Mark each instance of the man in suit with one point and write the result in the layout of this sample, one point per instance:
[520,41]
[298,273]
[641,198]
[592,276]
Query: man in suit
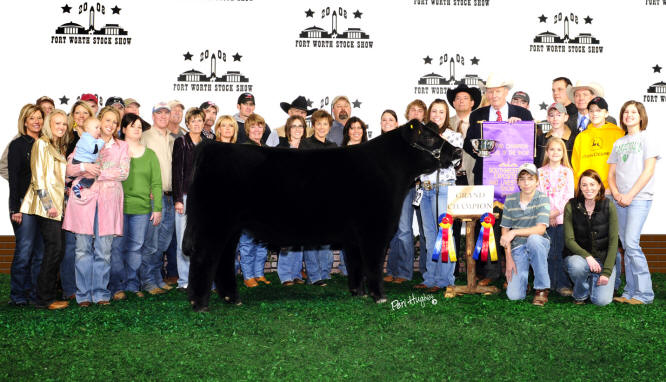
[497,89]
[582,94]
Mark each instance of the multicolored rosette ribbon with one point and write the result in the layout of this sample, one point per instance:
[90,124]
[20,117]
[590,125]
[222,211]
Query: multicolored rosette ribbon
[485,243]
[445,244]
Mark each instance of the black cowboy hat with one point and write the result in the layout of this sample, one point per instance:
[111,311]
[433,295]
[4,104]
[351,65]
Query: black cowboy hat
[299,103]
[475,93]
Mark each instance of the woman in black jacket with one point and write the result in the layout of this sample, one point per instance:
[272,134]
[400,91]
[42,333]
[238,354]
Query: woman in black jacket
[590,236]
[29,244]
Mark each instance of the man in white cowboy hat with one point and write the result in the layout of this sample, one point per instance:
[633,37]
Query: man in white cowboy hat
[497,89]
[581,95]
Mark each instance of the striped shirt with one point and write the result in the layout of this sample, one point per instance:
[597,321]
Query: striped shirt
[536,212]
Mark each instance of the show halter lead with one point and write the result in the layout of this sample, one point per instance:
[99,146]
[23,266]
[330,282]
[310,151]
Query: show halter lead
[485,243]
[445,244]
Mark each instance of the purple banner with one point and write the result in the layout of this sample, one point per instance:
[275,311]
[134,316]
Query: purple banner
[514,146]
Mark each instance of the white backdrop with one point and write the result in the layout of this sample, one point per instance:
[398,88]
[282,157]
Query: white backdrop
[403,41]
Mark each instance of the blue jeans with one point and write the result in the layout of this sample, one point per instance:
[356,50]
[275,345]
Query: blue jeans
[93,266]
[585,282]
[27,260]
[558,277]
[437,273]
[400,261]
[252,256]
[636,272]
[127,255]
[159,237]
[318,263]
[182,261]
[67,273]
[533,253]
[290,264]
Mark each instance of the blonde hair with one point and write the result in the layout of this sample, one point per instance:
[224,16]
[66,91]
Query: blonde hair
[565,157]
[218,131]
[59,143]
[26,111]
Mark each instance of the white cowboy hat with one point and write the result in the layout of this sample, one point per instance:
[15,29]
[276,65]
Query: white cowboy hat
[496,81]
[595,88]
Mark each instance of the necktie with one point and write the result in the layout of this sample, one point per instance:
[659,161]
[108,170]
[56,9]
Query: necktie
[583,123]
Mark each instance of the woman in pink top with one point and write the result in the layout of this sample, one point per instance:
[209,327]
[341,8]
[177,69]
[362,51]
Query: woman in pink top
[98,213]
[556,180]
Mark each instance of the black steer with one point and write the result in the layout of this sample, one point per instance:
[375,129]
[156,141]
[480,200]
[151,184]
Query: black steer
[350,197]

**The exercise**
Rewrite the entries from the line with "Mark each instance of the white cowboy" through the last line of the entries, both included, keeping every line and shifting each answer coordinate up by 52. Leave the numbers in the requests and their samples unchanged.

**Task answer**
Mark each instance of the white cowboy hat with one point and write the result in the layout of this sample, one point per instance:
[15,29]
[276,65]
Query: white cowboy hat
[548,133]
[647,140]
Mark each instance of the necktie with one point and write the result in the layout of this sample, one point per instance:
[659,161]
[108,170]
[56,9]
Query: necktie
[635,175]
Mark each instance of the woman in pink top with one point and write the result in the layout of this sample, one point per instance:
[209,327]
[341,8]
[177,69]
[362,51]
Query: woman in pink top
[150,265]
[608,232]
Mark each instance of the black steer with one point and write the result in the layout of this sample, one point per instance:
[375,129]
[156,141]
[480,200]
[151,184]
Query: black steer
[402,249]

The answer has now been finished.